(Excerpts of pointing data)

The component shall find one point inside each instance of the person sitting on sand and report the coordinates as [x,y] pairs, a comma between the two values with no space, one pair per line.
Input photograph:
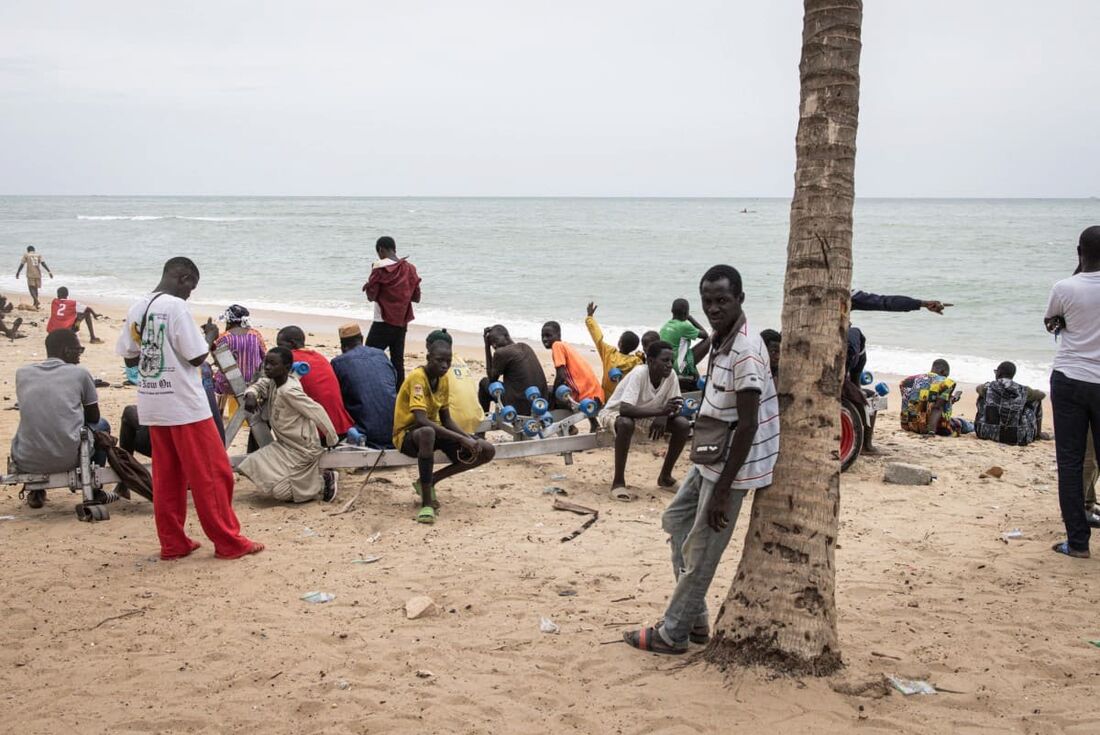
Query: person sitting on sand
[320,383]
[515,365]
[646,404]
[367,385]
[68,314]
[926,402]
[288,469]
[160,338]
[623,357]
[56,398]
[1008,412]
[422,425]
[735,447]
[34,266]
[465,408]
[246,344]
[773,341]
[681,331]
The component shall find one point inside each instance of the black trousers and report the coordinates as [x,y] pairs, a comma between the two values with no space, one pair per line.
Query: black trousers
[1076,407]
[388,337]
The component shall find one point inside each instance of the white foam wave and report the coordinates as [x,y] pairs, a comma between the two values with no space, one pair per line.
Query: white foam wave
[151,218]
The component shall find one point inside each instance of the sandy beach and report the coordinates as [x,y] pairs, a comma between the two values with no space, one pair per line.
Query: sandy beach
[100,636]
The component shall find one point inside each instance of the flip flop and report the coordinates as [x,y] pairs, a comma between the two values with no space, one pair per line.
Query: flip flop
[650,640]
[254,547]
[435,501]
[173,557]
[1064,548]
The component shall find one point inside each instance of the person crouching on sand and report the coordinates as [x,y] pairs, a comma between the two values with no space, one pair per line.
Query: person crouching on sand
[288,469]
[161,339]
[647,404]
[422,424]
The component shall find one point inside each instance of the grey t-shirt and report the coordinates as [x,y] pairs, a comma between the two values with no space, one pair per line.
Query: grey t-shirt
[52,396]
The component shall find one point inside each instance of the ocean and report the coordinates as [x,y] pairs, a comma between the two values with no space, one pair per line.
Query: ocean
[521,262]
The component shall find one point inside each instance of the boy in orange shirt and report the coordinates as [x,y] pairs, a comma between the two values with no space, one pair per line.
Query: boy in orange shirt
[571,369]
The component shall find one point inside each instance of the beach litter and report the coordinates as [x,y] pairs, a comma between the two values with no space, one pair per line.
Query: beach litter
[318,598]
[908,687]
[366,560]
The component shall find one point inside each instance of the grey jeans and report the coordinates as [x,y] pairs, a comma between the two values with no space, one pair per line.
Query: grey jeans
[696,550]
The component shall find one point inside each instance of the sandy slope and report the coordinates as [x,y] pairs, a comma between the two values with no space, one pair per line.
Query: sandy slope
[926,588]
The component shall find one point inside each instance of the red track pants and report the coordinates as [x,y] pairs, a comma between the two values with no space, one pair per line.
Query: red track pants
[193,456]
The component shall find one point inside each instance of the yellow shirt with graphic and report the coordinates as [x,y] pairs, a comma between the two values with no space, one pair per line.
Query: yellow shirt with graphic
[416,394]
[611,357]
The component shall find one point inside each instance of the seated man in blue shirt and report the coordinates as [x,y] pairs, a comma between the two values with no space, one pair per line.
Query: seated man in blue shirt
[56,399]
[369,386]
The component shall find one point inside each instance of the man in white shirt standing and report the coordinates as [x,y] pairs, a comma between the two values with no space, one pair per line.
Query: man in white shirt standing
[162,340]
[1074,316]
[735,448]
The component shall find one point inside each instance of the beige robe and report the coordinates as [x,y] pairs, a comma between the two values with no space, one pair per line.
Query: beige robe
[287,469]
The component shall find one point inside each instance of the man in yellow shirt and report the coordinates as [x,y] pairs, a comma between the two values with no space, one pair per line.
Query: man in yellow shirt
[625,357]
[422,424]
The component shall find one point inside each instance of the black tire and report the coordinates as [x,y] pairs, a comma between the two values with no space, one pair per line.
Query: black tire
[851,429]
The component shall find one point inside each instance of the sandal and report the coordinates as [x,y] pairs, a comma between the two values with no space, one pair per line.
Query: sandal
[650,640]
[254,547]
[1063,547]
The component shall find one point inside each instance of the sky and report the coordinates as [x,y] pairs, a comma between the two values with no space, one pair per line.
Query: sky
[959,98]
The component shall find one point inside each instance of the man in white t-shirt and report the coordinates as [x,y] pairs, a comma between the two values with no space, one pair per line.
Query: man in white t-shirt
[1073,314]
[647,403]
[162,340]
[735,447]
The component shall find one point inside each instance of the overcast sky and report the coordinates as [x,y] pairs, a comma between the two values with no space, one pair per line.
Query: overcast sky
[513,97]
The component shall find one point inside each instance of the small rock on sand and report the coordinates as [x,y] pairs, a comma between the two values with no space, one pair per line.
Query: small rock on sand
[418,607]
[900,473]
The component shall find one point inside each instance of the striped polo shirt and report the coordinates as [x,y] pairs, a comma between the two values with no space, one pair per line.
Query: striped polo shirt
[740,363]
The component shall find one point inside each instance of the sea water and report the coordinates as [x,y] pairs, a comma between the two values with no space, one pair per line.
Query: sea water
[521,262]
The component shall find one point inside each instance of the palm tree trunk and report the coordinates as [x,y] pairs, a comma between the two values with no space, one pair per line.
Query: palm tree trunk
[781,610]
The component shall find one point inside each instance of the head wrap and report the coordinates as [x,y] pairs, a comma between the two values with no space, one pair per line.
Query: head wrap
[237,315]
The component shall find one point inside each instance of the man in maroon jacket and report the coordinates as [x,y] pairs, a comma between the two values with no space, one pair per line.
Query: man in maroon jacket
[393,286]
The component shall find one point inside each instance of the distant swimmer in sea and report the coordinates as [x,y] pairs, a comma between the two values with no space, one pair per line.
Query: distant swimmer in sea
[34,266]
[68,314]
[926,402]
[682,331]
[623,355]
[1009,412]
[646,406]
[394,286]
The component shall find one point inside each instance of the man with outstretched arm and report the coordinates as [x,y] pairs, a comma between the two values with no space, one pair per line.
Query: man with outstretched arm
[161,339]
[422,424]
[734,448]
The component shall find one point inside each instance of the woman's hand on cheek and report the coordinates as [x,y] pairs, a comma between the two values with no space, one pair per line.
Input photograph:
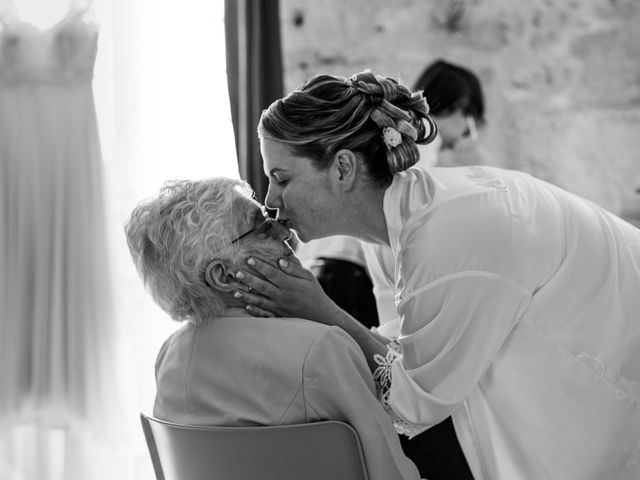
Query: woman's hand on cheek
[286,291]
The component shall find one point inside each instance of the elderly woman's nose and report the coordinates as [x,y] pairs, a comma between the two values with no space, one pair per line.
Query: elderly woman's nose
[281,232]
[272,200]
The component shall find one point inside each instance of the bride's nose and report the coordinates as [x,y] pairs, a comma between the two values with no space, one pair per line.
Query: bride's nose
[281,232]
[272,201]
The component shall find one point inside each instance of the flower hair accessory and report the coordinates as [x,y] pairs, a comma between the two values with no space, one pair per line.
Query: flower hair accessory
[391,137]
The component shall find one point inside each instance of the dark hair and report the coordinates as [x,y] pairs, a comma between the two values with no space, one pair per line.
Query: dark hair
[449,88]
[329,113]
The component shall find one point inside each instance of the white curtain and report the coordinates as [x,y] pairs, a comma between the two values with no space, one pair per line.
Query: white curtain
[163,113]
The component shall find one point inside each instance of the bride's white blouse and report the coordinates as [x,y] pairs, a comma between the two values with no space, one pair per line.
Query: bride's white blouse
[520,316]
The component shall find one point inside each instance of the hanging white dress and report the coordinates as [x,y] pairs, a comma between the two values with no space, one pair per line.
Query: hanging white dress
[56,324]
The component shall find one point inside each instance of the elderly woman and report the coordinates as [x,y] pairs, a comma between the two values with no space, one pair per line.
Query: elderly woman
[224,367]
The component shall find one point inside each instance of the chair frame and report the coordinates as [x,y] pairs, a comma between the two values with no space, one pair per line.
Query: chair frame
[327,449]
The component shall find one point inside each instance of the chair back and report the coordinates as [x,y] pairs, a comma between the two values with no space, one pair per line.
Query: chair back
[326,450]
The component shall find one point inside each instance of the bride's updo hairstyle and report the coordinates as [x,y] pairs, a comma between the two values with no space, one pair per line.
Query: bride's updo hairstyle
[368,114]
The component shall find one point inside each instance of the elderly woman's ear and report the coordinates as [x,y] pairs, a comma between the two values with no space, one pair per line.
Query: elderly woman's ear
[219,275]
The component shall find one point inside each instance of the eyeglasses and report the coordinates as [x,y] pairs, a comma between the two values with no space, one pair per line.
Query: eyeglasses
[263,227]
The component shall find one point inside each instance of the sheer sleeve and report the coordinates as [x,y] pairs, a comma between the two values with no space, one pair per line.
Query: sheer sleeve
[460,294]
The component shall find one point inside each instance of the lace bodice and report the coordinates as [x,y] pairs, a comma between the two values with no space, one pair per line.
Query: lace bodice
[65,51]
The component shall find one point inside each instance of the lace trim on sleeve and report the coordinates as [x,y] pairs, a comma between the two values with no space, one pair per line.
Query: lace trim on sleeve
[382,378]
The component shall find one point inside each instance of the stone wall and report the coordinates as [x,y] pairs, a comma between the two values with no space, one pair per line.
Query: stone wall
[561,77]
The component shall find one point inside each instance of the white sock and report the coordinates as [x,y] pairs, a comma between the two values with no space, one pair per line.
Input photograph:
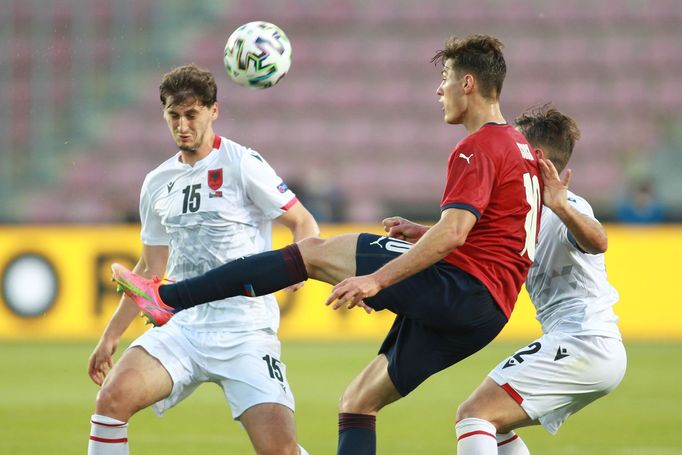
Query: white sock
[476,437]
[108,436]
[511,444]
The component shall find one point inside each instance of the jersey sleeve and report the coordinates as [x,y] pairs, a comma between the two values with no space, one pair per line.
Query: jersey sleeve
[470,179]
[264,187]
[152,231]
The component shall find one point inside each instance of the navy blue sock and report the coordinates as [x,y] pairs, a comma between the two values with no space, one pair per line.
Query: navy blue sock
[357,434]
[256,275]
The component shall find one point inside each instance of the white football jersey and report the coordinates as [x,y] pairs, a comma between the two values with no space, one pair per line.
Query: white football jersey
[208,214]
[568,287]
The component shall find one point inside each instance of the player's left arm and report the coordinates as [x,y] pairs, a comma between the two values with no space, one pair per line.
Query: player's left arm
[302,224]
[589,234]
[449,233]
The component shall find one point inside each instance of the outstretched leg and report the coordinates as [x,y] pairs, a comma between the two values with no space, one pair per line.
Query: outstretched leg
[370,391]
[330,260]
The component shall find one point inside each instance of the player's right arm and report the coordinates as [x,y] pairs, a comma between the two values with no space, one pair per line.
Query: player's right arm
[589,234]
[152,262]
[403,229]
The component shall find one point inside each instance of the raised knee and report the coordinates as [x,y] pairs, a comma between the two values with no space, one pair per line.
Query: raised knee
[468,410]
[353,401]
[273,447]
[112,402]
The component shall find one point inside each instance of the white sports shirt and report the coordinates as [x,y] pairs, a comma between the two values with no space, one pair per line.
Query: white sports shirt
[208,214]
[568,287]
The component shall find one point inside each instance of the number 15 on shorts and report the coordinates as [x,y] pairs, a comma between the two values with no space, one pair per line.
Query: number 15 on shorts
[273,367]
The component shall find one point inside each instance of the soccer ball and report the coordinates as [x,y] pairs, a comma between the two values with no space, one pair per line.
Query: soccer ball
[257,55]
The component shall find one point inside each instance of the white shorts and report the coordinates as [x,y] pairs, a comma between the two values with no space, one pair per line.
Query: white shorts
[246,365]
[558,374]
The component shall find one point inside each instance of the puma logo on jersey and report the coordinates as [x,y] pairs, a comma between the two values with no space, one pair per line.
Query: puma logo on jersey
[394,245]
[468,158]
[561,353]
[525,151]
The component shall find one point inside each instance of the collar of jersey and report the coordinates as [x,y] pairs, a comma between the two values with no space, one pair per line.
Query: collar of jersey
[204,162]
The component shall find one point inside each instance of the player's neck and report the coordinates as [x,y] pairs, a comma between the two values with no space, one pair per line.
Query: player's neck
[481,113]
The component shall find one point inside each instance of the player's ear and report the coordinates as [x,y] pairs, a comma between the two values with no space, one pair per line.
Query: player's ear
[468,83]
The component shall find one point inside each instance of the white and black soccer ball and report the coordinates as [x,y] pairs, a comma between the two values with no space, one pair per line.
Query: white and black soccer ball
[257,55]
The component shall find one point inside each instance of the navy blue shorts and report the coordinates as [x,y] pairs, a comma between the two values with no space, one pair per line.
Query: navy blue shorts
[443,314]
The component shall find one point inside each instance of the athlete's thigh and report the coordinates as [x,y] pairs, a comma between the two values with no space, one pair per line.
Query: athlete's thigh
[249,368]
[270,425]
[136,381]
[492,403]
[559,374]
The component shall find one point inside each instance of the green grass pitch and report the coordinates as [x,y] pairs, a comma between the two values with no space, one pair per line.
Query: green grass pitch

**REQUIRED TASK**: Starting at the line that contains "the white shorts", retype each line through the end of the listing above and nothing else.

**WRITTEN SOLUTION**:
The component shall find one point inside each instance of the white shorts and report the coordinates as [x,y] pairs, a comma between the two values with no space, one pair per line.
Query: white shorts
[246,365]
[558,374]
The component shall find one point inside each instance of the puma logo on jersey and report the coordinates as [x,y] pairs, a comma between the two values with no space, one pair per line.
Query: puma logo on jersey
[394,245]
[468,158]
[561,353]
[525,151]
The component shall find one point inside each instance of the collar of jersey and report the coordinates as [x,y] pairs, a comma between the two values with no space, one pair per line.
Query: collar of jersey
[204,162]
The component shall find one point inside each instance of the player's neck and report the coordinates as [x,y] pairs, a comma between the two values with no space, one pair per line.
Query: player's neck
[481,113]
The component shall find one point inside each instance of the player's ear and report the coordinates as [x,y] pairs, a comma between the two values with no space, one pair per line.
Query: player's ear
[468,83]
The component shall find one point inside each instance of the white and black soccer ball and report the coordinates as [x,y] pairs, a comma between the two values with no space, one pair per line.
Query: white and black soccer ball
[257,55]
The component shall find one point inside each instance of the navy blue shorts and report the coordinates as [x,y] pairs, a comma between the two values with no space, one pair per line.
Query: navy blue shorts
[443,314]
The component shall find one point inside each instance of the athlete's thigh and report the coordinates as [x,y] pairs, a comma between the two values with no space, one pair per line.
Query: athlete's thigh
[249,368]
[270,425]
[136,381]
[492,403]
[559,374]
The component shall find one point inside each instance of the green grass pitch and report the coordinates as [x,y] pairs, a comma between the two values with no space, one pair per line.
Query: green grass pitch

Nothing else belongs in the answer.